Regardez. Ici, Mülheim an der Ruhr. A Piece of Land. Deux bateaux-mouches dans le cadre, à la nuit tombée. Des projections, un groupe de métal hurlant sur l’eau, des bulldozers, une ruée de Hells Angels. Des cris gutturaux, des moteurs de machine se mélangent pour une curieuse cérémonie expiatoire, tandis que des habitant.e.s, depuis les foyers, jouent à allumer et éteindre leurs lumières. La rue se détraque à l’instant où tous les usager.e.s s’activent à la fois. C’est Anna Rispoli qui chorégraphie le paysage et réalise une compression énergétique de la situation, « de tout ce qui s’est dit et pas dit »1 car un débat public passionné fait rage depuis des mois. Les docks sont en transition et glissent de leur fonction économique vers une fonction récréative standardisée. Des bâtiments vont être détruits. Une stratégie de marketing territorial élimine progressivement les usages sauvages et libres qui se sont instaurés dans la faille de la transition. Paysage attaqué qu’Anna met en transe. Let’s have picnics among the ruins.
Quand Anna Rispoli débarque, elle perfore l’écran, montre ce qu’on tait, elle prend comme ça la barre de fer du pouvoir et elle la tord et elle la secoue avec d’autres mains qui sont là et que le pouvoir n’a pas serrées. Elle rend cet « autre » qui a été effacé, invisibilisé et écrasé, vivant. Elle rend : elle venge. Elle fait cela avec de l’amour dedans. En prêtant attention à « qui est là », par une écoute et par une attention préalable qui manque partout. Elle fait cela dans le réel, le plus proche possible du lieu du crime. Elle fait cela comme une chorégraphie mais une chorégraphie « concrète » d’immeubles, de bateaux et de toutes sortes de sources de lumières.

Données de pointage de régions ->
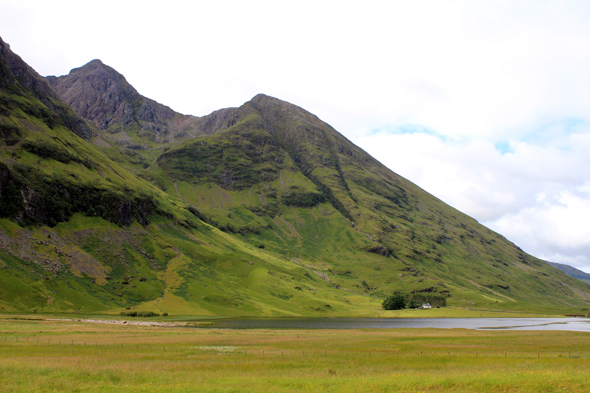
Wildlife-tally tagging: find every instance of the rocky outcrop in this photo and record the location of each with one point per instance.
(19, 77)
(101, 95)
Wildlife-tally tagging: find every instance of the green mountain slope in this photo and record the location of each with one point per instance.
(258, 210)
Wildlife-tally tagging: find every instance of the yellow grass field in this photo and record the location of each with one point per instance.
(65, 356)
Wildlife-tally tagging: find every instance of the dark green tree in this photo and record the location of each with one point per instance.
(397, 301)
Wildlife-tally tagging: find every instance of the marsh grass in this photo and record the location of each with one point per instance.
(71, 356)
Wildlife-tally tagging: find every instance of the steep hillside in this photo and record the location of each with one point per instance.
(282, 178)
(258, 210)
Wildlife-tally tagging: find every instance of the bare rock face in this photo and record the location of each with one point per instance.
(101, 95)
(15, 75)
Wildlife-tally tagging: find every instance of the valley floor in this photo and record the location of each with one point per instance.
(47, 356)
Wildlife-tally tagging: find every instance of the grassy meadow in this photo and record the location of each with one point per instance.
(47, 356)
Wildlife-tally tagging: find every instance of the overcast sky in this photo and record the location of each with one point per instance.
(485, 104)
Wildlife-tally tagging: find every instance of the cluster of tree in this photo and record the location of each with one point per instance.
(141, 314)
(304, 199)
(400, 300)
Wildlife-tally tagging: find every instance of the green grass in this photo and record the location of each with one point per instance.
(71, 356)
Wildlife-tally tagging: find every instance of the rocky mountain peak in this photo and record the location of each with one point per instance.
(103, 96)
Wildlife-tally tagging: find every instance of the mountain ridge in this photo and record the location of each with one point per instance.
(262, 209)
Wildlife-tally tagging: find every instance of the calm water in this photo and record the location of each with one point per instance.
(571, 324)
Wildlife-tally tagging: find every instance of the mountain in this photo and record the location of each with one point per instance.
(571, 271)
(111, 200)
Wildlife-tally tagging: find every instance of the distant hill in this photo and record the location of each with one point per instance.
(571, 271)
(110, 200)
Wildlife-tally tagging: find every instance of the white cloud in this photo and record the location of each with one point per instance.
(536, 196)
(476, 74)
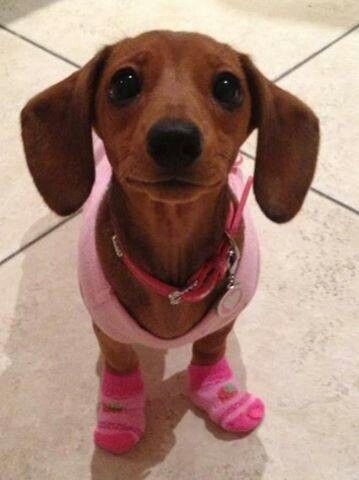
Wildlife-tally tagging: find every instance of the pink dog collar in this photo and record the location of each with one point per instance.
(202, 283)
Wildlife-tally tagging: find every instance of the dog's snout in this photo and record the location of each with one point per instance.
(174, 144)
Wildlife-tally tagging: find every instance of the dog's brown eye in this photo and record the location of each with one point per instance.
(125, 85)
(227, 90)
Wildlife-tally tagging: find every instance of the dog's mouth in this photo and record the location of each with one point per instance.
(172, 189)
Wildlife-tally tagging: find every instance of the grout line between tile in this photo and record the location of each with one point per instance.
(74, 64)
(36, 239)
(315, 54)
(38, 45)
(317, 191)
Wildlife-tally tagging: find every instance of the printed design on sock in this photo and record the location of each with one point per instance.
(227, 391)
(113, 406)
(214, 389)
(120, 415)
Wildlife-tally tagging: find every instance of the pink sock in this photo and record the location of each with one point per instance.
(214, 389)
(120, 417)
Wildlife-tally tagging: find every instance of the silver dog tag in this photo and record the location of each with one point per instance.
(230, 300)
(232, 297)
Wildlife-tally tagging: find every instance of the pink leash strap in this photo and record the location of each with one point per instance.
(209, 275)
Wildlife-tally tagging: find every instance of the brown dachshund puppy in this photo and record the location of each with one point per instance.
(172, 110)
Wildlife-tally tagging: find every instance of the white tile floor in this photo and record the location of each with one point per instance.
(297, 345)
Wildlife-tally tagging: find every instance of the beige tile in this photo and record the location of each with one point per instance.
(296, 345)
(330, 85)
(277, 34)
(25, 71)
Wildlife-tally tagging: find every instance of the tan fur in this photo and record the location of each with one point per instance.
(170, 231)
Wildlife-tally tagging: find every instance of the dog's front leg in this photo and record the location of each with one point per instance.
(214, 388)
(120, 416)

Consigne -> Recopiez le texte sur Anna Rispoli depuis « Quand Anna Rispoli » jusqu'à « sources de lumières. » inclus, en renommant « barre de fer » en « barre d'acier ».

Solution proposée ->
Quand Anna Rispoli débarque, elle perfore l’écran, montre ce qu’on tait, elle prend comme ça la barre d'acier du pouvoir et elle la tord et elle la secoue avec d’autres mains qui sont là et que le pouvoir n’a pas serrées. Elle rend cet « autre » qui a été effacé, invisibilisé et écrasé, vivant. Elle rend : elle venge. Elle fait cela avec de l’amour dedans. En prêtant attention à « qui est là », par une écoute et par une attention préalable qui manque partout. Elle fait cela dans le réel, le plus proche possible du lieu du crime. Elle fait cela comme une chorégraphie mais une chorégraphie « concrète » d’immeubles, de bateaux et de toutes sortes de sources de lumières.